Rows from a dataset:
————

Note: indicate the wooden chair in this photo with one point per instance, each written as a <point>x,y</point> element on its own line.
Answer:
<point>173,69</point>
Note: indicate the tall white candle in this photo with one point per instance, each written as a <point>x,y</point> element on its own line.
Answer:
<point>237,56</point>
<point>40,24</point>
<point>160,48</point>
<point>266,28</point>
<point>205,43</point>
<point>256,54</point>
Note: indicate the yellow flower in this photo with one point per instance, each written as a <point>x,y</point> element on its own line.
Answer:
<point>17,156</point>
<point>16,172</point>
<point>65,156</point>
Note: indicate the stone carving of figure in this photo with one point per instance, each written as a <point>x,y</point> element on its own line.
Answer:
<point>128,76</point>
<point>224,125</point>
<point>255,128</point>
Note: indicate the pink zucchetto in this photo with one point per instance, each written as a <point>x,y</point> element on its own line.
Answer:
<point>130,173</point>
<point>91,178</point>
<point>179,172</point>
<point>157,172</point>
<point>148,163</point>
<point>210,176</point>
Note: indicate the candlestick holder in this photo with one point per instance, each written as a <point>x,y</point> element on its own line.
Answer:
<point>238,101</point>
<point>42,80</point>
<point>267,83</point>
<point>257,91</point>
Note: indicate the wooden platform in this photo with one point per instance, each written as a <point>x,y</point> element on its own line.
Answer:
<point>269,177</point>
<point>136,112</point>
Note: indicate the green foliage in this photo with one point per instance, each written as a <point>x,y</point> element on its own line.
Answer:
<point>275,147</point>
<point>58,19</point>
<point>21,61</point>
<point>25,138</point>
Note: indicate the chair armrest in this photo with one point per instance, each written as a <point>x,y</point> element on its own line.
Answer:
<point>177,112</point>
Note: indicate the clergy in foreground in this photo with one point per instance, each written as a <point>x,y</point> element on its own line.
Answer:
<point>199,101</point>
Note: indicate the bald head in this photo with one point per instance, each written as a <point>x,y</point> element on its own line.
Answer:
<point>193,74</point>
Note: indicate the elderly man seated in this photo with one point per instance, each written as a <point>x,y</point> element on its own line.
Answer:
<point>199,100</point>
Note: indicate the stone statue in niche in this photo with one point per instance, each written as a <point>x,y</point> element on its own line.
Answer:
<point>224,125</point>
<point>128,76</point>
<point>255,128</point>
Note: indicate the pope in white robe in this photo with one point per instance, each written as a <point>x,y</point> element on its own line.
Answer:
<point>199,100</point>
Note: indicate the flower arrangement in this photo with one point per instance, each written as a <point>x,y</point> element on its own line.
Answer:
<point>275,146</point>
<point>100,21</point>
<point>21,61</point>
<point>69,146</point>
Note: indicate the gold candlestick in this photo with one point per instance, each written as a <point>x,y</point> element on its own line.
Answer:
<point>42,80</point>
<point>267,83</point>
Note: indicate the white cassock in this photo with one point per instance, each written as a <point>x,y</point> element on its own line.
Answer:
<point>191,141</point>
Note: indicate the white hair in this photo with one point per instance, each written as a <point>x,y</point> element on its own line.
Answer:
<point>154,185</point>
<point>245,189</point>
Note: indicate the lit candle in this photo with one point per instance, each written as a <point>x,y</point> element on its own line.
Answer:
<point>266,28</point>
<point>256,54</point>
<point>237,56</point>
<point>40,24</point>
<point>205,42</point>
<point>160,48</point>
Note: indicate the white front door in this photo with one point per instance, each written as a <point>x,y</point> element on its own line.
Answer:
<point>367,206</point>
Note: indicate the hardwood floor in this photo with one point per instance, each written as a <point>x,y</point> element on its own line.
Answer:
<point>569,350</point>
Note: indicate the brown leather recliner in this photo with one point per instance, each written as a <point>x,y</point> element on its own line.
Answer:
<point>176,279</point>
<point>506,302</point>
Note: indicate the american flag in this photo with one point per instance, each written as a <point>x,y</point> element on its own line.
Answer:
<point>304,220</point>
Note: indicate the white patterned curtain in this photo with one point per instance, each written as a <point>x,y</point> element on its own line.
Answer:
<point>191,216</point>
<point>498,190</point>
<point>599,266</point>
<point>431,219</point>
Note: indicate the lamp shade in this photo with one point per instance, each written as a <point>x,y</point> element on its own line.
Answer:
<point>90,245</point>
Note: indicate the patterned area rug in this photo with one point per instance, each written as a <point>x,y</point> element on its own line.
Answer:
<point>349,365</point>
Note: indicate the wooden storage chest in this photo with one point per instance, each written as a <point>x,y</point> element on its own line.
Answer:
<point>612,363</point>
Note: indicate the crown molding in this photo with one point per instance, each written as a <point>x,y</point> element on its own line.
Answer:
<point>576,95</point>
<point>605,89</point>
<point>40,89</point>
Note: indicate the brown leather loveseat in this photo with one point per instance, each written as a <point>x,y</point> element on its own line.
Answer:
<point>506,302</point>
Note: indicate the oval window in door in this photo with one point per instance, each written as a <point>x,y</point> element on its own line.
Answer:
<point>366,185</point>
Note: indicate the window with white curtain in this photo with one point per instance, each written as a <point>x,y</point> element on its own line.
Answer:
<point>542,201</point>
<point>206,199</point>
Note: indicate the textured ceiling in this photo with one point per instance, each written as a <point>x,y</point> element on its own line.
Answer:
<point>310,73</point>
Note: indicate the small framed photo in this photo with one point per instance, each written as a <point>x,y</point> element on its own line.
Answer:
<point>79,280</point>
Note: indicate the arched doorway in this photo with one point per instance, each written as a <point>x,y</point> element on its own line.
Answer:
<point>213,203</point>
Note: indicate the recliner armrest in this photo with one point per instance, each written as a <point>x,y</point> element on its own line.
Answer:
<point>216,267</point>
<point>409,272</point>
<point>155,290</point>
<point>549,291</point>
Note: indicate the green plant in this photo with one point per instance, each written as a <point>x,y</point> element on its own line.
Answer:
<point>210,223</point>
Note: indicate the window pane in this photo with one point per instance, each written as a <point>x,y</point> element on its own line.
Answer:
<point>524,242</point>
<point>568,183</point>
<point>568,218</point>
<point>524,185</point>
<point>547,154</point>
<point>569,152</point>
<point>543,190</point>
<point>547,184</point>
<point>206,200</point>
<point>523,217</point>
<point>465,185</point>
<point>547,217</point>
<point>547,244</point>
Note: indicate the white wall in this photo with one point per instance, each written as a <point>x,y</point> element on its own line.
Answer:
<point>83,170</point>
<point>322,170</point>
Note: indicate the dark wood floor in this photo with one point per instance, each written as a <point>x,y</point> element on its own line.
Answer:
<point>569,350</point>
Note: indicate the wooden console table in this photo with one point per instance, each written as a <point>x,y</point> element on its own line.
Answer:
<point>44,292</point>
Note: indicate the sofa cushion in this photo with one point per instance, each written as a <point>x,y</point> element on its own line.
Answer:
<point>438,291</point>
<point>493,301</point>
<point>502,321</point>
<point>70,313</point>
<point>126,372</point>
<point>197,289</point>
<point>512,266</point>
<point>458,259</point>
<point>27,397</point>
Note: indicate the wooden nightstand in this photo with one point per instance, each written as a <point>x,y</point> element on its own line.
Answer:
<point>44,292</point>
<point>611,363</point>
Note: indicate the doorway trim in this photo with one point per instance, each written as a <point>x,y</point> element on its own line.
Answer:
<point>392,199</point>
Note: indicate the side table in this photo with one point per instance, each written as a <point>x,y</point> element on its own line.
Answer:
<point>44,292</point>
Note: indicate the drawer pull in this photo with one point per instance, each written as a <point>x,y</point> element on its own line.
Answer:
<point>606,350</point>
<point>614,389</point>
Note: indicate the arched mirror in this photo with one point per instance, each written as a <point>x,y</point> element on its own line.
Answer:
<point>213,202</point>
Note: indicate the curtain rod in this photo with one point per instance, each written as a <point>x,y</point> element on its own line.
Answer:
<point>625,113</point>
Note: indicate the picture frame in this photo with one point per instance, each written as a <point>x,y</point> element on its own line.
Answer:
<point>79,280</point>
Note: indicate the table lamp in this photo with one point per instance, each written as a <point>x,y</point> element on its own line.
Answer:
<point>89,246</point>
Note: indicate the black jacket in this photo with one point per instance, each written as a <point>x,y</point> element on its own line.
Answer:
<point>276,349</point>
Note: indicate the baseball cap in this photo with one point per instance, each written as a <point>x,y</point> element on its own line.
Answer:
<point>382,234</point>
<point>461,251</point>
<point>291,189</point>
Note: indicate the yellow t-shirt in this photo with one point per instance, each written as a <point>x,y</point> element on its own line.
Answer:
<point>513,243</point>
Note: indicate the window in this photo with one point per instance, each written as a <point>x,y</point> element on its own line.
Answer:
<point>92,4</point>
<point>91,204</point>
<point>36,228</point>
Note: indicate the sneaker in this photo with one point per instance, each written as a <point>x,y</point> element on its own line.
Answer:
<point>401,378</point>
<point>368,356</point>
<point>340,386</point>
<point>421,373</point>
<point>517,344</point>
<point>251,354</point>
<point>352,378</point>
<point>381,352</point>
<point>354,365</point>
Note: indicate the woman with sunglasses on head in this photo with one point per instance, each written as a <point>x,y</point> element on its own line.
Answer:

————

EXERCISE DIRECTIONS
Duplicate the lines of the records beginning with the line containing "Note: indicate the green plant" and continuing through the line containing "<point>210,223</point>", keeping every character unchanged.

TASK RESPONSE
Note: indicate the green plant in this photo with one point per instance, each written as a <point>x,y</point> element on its own line.
Answer:
<point>210,223</point>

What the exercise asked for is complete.